Fonte:
+ + +
A pesquisa não finaliza, pelo contrário, abre possibilidades para desdobramentos que poderão investigar outras nuances de trabalho e gênero, liderança e gênero, formação e gênero. Porém, se faz necessário ter conclusões preliminares, que chamaremos de considerações finais, trazendo a metáfora do infinito , onde não sabemos qual o começo ou o fim das coisas. Entretanto, temos uma certeza, a história ligada a gênero, escravidão, discriminação e exclusão, não deixa de existir, apenas se reconfigura, assumindo novos nomes e modalidades.
+ + +
Dados fornecidos:
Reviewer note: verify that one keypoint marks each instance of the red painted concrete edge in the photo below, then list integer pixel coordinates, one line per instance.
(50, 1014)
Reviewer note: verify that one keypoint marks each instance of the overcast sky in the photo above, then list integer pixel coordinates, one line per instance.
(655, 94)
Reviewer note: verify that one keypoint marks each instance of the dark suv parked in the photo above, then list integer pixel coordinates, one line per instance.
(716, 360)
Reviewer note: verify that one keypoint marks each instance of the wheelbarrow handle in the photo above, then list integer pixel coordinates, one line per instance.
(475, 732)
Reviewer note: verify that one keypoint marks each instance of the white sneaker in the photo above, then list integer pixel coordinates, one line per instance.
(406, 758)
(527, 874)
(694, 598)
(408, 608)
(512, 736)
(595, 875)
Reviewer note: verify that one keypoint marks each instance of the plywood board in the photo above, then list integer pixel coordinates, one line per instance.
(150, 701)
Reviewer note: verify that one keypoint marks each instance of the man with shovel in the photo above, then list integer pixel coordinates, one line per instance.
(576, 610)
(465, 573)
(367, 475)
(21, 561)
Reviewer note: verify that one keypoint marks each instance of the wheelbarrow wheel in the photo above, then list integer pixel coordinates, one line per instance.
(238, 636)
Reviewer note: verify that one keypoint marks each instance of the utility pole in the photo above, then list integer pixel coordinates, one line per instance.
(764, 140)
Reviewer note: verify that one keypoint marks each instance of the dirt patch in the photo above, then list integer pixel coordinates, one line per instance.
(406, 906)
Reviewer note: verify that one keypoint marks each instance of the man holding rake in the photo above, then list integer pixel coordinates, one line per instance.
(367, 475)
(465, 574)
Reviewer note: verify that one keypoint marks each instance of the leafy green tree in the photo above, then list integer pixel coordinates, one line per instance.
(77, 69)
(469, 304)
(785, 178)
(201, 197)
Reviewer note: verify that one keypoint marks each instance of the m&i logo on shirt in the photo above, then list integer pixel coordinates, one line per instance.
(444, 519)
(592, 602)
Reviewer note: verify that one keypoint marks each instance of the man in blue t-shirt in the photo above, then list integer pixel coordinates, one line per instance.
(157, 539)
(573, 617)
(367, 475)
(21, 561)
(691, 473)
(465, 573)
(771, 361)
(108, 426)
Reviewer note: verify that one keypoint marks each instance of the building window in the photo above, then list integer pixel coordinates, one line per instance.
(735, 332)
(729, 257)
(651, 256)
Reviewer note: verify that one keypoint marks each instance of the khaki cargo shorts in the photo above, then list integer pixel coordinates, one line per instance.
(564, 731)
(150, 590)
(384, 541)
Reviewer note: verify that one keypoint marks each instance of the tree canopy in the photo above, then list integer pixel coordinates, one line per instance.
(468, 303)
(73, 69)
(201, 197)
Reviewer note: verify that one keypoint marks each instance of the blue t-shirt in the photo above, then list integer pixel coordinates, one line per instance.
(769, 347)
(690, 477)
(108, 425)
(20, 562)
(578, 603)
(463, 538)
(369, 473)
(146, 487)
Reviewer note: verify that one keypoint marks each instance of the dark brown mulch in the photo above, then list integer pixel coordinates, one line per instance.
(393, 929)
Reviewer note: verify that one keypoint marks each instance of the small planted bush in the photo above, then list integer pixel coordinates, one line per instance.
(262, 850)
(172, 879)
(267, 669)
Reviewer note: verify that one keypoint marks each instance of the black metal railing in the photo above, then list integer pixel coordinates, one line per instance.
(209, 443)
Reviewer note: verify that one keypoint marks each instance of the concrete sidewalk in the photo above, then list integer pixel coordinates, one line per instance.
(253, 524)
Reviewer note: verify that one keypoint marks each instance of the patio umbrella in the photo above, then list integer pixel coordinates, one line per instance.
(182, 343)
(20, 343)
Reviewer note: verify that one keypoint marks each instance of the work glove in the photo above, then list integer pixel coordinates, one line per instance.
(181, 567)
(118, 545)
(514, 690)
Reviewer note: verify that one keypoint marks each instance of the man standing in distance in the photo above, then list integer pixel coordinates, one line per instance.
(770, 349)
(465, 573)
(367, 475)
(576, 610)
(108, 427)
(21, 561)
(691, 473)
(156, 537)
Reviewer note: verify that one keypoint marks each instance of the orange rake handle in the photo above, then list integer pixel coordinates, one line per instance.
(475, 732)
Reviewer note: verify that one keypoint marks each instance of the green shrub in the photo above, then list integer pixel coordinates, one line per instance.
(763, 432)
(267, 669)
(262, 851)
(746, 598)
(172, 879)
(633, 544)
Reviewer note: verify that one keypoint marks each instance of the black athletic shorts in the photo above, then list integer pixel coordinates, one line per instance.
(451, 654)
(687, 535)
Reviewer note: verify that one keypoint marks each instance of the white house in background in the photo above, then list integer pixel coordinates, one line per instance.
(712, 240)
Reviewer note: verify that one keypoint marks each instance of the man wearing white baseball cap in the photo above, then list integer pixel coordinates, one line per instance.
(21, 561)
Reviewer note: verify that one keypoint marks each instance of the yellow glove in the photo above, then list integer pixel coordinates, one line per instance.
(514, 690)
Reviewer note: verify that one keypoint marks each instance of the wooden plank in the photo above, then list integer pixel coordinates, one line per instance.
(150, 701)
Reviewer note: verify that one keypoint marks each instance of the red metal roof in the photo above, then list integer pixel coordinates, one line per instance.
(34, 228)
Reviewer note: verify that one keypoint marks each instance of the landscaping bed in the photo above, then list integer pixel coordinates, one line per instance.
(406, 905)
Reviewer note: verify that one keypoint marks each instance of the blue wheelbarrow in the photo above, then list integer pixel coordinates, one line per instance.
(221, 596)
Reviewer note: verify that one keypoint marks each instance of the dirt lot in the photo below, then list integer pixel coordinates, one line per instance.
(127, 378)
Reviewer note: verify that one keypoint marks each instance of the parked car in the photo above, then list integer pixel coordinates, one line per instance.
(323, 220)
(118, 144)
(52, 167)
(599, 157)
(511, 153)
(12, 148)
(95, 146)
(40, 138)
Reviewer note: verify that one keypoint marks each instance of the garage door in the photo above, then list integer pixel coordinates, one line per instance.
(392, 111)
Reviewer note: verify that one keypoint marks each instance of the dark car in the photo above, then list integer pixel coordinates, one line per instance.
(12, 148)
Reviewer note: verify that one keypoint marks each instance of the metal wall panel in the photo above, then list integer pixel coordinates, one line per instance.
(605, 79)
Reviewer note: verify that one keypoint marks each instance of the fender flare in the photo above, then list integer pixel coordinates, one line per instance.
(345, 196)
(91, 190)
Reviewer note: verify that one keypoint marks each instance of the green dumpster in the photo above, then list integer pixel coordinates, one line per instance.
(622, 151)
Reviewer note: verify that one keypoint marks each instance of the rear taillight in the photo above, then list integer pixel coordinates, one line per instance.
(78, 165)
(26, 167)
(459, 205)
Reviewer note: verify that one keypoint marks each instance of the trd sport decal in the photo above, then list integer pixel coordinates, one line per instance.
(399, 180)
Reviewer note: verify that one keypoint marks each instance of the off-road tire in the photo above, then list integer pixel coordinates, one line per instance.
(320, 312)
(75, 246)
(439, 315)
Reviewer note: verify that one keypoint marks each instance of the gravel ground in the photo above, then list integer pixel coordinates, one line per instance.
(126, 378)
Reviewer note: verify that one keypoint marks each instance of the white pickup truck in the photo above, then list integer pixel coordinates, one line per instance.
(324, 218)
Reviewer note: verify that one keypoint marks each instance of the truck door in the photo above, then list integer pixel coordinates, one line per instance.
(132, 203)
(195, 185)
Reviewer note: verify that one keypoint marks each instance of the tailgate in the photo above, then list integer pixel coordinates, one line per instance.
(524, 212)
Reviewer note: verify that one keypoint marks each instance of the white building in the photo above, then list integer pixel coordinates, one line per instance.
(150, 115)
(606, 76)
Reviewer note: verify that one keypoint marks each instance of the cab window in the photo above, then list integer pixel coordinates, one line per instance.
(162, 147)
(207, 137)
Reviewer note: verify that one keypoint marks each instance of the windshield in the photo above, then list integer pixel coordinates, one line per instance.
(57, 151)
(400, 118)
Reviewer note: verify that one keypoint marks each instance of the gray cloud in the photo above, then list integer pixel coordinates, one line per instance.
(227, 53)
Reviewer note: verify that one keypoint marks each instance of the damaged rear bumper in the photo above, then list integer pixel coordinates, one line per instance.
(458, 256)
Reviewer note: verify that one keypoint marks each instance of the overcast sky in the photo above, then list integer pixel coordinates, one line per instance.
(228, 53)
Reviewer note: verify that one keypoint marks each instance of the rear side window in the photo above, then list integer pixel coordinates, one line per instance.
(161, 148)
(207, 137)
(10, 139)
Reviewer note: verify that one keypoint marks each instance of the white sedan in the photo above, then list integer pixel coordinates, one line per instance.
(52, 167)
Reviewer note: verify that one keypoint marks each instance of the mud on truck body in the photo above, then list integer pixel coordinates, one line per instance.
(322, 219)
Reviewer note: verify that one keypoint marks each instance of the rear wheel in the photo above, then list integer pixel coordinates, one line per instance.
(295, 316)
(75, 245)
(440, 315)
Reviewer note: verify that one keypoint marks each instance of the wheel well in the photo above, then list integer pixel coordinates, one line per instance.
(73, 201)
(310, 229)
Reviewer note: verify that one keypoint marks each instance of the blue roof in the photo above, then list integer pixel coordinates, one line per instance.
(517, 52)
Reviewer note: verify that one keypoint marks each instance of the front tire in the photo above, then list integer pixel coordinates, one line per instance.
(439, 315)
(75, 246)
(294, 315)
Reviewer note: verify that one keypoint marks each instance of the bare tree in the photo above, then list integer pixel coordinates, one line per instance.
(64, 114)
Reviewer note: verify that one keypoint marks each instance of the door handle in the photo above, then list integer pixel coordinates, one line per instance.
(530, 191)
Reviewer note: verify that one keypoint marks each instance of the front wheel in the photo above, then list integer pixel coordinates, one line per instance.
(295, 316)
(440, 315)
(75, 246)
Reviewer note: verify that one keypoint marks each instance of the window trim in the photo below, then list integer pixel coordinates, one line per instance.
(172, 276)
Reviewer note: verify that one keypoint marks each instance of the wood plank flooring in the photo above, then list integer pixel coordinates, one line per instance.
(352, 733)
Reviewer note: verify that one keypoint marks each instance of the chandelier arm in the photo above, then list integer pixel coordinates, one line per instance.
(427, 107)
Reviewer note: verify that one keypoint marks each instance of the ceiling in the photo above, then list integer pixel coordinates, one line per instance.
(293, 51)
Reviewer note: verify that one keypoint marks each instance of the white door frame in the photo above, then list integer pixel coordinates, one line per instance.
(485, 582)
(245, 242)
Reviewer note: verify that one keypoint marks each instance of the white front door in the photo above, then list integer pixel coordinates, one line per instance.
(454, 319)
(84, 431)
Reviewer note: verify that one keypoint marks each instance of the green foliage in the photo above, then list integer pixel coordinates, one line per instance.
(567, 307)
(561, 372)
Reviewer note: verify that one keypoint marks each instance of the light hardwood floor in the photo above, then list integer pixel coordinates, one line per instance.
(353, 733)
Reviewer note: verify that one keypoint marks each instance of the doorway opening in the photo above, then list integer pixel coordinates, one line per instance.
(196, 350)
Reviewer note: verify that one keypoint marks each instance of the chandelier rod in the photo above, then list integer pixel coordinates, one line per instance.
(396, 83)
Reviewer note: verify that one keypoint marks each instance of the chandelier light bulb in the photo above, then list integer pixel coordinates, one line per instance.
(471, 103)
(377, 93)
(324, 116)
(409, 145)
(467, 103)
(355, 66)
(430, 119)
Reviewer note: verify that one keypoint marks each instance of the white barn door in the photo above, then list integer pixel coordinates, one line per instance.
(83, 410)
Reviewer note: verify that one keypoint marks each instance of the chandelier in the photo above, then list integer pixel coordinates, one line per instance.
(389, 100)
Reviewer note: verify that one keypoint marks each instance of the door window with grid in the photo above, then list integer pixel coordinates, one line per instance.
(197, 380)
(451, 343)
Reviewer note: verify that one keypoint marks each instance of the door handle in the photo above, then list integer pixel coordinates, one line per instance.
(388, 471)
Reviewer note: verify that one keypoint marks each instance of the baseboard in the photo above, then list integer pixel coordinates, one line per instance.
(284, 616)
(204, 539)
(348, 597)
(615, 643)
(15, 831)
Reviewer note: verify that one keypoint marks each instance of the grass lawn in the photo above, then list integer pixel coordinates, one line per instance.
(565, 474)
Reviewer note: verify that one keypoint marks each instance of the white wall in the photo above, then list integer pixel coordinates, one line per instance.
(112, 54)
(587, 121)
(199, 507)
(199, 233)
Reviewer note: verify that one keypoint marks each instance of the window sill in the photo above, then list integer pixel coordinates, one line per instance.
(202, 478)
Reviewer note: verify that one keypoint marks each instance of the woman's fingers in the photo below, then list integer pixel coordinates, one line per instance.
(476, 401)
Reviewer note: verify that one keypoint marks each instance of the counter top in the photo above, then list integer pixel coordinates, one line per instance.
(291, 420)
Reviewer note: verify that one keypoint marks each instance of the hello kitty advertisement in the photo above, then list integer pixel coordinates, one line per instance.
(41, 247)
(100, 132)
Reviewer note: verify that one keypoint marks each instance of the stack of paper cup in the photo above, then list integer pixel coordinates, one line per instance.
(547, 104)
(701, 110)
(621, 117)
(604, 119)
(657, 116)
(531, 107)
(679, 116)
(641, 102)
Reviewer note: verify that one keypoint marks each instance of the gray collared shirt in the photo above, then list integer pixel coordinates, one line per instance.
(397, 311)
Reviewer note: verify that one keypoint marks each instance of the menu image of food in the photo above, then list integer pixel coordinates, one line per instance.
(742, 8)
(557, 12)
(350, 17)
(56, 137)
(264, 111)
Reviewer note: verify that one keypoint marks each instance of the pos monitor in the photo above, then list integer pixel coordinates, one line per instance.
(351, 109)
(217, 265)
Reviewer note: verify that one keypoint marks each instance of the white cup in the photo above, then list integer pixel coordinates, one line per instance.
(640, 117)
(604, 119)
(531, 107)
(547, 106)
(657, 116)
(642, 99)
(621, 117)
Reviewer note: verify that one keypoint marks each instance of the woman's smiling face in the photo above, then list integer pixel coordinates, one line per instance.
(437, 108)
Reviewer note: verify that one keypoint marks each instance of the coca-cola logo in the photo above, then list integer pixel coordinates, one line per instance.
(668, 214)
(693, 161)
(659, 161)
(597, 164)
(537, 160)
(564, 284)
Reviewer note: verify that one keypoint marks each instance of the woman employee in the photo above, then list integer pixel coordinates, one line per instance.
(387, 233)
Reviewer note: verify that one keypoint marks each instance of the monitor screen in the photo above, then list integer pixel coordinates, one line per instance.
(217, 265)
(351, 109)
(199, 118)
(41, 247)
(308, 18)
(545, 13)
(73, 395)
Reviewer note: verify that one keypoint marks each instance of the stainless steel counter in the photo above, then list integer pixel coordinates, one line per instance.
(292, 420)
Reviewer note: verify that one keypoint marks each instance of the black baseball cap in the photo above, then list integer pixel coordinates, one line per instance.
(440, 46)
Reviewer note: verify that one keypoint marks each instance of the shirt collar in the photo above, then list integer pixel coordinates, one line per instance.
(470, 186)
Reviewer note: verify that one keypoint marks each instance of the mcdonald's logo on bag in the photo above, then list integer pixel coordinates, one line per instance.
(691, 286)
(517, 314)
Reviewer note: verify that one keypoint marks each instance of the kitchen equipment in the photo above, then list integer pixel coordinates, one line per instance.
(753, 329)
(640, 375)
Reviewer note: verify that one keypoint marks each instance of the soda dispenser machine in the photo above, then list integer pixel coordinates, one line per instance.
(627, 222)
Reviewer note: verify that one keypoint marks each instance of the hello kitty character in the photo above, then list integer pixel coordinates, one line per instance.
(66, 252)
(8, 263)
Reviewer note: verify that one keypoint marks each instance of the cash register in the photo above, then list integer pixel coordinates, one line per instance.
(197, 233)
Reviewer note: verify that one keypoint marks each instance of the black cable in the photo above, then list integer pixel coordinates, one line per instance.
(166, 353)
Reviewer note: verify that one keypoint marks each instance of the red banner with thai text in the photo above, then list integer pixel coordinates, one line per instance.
+ + +
Tarefas:
(a) Responda, com base no trecho sobre pesquisa e gênero:
(i) Que três desdobramentos a pesquisa pode investigar?
(ii) Que nome recebem as conclusões preliminares?
(iii) Segundo o trecho, o que acontece com a história ligada a gênero, escravidão, discriminação e exclusão?
(b) Transcreva o trecho sobre pesquisa e gênero de "A pesquisa não" até "nomes e modalidades.".
(c) Dê continuidade ao trecho sobre pesquisa e gênero a partir do ponto em que ele termina.

Respostas dos exercícios:
(a)
(i) Outras nuances de trabalho e gênero, liderança e gênero, formação e gênero.
(ii) Considerações finais.
(iii) Não deixa de existir, apenas se reconfigura, assumindo novos nomes e modalidades.

(b)
A pesquisa não finaliza, pelo contrário, abre possibilidades para desdobramentos que poderão investigar outras nuances de trabalho e gênero, liderança e gênero, formação e gênero. Porém, se faz necessário ter conclusões preliminares, que chamaremos de considerações finais, trazendo a metáfora do infinito , onde não sabemos qual o começo ou o fim das coisas. Entretanto, temos uma certeza, a história ligada a gênero, escravidão, discriminação e exclusão, não deixa de existir, apenas se reconfigura, assumindo novos nomes e modalidades.

(c)
6 CONSIDERAÇÕES FINAIS
Iniciamos a nossa pesquisa com uma pergunta de investigação que tinha como objetivo: compreender como se constituiu historicamente o processo formativo das mulheres que atuam como merendeiras e auxiliares de limpeza do Colégio Estadual da Bahia- Central. A investigação trilhou caminhos em torno do gênero e da raça, com o recorte da mulher negra. A pesquisa que se seguiu em busca dos caminhos formativos das mulheres negras na história, apresentou que hierarquicamente o gênero é o primeiro a ser identificado como o limitador para a formação do sujeito e, em seguida a raça. Os dados históricos da discriminação dos povos negros e, aqui o olhar foi para a mulher, revela um grau de exclusão, crueldade e discriminação.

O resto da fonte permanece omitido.